**WHAT THIS TASK INVOLVES**
Every line containing "locate" should be copied out. Go through the entries and find them.

####################

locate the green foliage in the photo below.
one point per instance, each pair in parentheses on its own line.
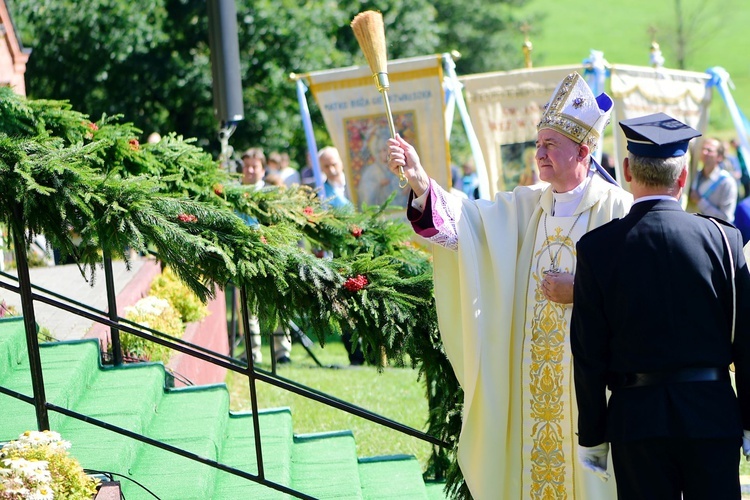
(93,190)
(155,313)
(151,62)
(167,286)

####################

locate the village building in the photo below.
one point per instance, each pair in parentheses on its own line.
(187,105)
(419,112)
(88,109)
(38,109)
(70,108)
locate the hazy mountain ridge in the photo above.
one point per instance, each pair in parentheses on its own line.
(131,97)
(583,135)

####################

**SOLVED PROBLEM**
locate the green foliage in the photo below.
locate the village building in the photo below.
locate the hazy mountain ridge in the photo above.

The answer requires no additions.